**Problem**
Retyping the records exactly is the whole task.

- Opening Delimiter -

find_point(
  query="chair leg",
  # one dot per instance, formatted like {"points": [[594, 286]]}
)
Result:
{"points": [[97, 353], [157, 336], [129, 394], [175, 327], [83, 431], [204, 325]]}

- Closing Delimiter -

**Output**
find_point(
  query="chair leg",
  # one dot per instance, formatted like {"points": [[594, 286]]}
)
Result:
{"points": [[97, 353], [157, 336], [129, 394], [175, 327], [83, 431], [204, 325]]}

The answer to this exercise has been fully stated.